**Exercise description:** Within the records, tally the lines that contain "bird" and reply with that number only.

**Task input:**
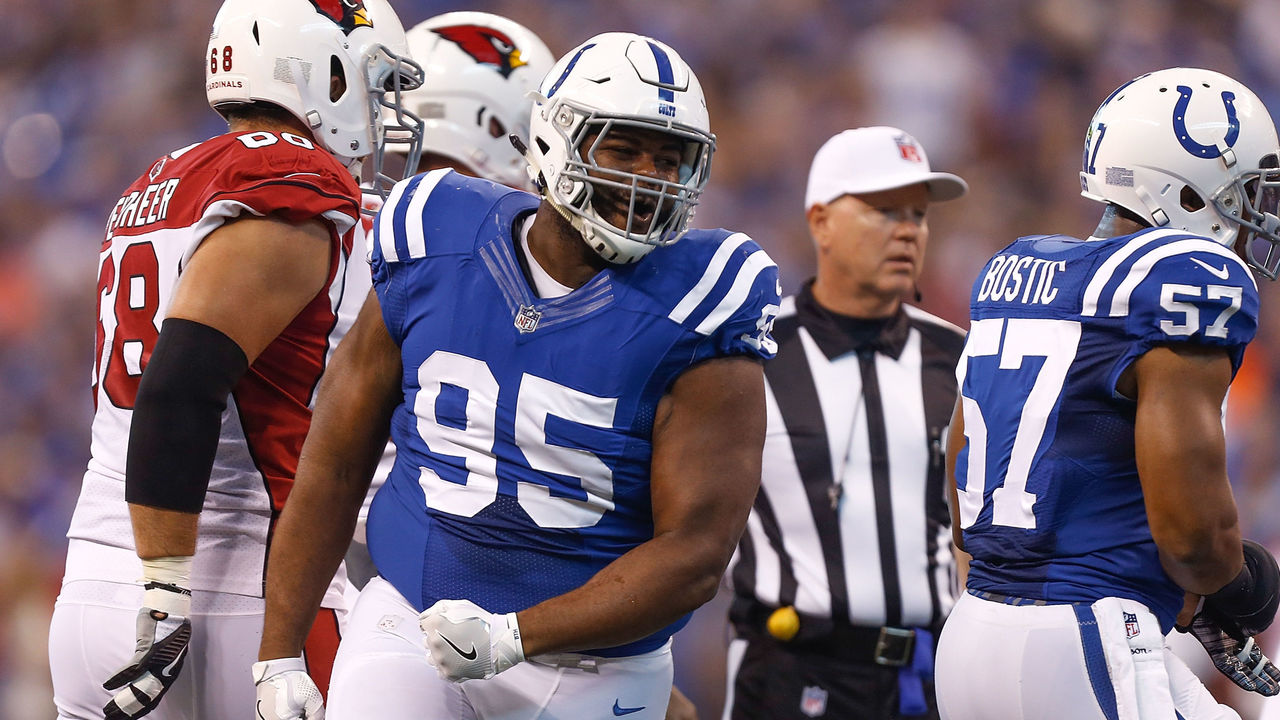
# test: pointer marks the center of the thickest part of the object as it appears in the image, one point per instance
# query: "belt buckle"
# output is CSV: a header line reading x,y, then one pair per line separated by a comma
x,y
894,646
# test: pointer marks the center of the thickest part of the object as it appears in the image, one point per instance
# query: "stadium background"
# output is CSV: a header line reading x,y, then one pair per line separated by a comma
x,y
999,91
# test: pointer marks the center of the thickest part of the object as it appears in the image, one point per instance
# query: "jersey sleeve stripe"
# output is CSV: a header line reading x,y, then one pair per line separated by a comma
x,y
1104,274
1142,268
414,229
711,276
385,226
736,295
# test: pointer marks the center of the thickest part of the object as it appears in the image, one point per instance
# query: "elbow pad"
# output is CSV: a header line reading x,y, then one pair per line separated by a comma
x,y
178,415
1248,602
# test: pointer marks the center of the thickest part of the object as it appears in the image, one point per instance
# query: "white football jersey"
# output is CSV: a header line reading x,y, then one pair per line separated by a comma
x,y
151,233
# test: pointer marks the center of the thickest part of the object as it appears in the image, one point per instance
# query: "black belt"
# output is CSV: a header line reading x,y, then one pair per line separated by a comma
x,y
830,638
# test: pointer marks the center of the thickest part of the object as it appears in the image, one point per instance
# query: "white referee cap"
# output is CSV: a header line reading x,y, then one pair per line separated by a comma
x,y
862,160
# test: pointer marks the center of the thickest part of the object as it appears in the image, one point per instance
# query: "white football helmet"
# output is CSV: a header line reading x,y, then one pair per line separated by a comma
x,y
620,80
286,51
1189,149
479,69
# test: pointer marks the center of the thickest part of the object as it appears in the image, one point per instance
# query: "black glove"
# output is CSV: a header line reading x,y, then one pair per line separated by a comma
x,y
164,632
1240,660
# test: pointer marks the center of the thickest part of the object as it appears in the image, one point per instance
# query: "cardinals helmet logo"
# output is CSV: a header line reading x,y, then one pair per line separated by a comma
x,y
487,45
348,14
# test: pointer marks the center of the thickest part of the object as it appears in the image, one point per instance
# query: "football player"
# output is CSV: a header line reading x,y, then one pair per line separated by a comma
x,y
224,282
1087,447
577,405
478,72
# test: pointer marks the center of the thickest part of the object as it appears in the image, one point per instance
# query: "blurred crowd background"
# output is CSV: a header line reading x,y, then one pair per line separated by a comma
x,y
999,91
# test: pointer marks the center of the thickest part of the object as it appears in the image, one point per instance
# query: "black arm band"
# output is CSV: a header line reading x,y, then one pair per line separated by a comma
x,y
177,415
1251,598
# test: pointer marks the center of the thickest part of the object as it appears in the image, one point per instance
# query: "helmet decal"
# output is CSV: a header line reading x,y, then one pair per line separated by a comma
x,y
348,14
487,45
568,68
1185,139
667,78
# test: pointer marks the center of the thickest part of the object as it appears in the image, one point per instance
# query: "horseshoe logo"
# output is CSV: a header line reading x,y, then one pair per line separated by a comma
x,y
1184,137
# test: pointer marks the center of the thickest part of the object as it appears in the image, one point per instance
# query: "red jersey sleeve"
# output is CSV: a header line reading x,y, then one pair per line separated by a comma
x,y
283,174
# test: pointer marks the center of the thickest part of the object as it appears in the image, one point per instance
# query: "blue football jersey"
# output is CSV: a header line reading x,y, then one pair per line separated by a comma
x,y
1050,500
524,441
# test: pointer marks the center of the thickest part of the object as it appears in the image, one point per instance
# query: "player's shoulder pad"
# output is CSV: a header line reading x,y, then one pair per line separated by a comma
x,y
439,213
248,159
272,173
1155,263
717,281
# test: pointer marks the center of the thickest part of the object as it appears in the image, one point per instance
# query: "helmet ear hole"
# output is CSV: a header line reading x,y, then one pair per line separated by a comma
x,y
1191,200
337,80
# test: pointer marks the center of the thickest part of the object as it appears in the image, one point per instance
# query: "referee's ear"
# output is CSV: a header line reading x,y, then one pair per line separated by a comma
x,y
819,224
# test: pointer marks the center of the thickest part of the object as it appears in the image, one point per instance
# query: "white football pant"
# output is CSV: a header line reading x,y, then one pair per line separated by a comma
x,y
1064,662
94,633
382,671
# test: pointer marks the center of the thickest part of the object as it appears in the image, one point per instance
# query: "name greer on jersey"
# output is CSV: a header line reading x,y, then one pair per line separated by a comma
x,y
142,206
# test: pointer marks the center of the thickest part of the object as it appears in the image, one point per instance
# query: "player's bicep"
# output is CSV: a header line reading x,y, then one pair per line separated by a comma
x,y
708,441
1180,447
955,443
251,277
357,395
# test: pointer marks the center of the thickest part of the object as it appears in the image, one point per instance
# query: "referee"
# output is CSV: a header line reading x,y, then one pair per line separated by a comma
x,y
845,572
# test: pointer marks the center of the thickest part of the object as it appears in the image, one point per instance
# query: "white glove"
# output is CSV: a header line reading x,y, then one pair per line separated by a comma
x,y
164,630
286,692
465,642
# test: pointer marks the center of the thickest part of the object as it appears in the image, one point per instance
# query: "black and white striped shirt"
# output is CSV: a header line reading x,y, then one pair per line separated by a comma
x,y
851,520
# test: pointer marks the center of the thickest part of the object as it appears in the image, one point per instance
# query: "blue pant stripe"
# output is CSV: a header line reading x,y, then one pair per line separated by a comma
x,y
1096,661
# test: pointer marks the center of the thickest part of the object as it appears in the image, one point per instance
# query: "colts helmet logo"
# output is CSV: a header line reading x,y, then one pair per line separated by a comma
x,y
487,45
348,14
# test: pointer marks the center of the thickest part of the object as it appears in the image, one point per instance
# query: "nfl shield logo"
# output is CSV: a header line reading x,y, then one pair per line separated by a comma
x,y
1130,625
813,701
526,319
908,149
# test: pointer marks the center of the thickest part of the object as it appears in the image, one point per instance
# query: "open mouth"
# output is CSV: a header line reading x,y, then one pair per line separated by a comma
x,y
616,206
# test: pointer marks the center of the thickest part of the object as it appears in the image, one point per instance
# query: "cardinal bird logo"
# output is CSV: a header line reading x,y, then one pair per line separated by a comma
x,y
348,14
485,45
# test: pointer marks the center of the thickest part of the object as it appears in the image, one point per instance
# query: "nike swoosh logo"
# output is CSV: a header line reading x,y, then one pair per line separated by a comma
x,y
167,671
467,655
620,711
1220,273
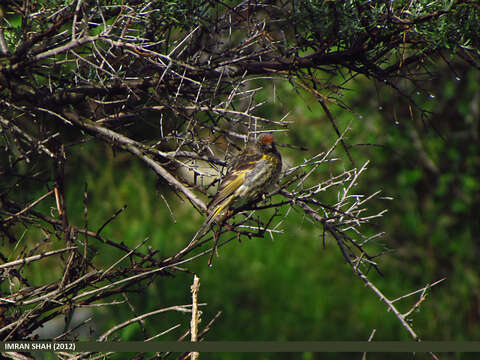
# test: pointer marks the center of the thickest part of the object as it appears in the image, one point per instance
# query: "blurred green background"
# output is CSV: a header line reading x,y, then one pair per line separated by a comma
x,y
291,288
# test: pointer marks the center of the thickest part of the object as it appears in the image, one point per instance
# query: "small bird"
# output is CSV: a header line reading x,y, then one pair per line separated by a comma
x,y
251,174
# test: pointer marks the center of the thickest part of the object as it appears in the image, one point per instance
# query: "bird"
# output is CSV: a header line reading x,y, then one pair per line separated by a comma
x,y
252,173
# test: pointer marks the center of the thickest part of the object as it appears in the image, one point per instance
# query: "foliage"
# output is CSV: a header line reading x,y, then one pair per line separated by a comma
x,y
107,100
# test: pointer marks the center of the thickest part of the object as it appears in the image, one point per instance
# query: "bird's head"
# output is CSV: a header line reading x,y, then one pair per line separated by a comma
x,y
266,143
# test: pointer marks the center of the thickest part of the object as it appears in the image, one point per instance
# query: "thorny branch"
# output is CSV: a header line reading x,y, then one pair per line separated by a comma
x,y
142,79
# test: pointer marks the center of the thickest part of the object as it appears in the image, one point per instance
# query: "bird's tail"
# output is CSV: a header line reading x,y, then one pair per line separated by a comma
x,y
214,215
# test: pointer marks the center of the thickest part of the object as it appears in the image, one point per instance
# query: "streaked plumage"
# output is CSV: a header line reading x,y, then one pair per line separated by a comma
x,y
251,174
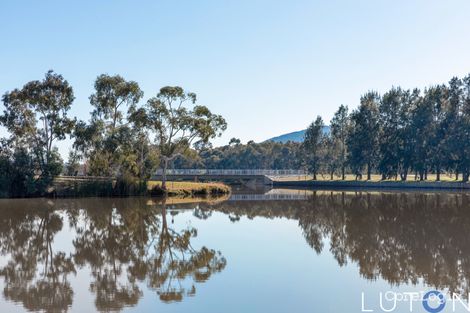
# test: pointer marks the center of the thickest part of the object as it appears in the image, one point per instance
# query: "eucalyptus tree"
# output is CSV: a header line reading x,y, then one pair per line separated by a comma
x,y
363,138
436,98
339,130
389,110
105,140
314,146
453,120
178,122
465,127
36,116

**Response area:** 5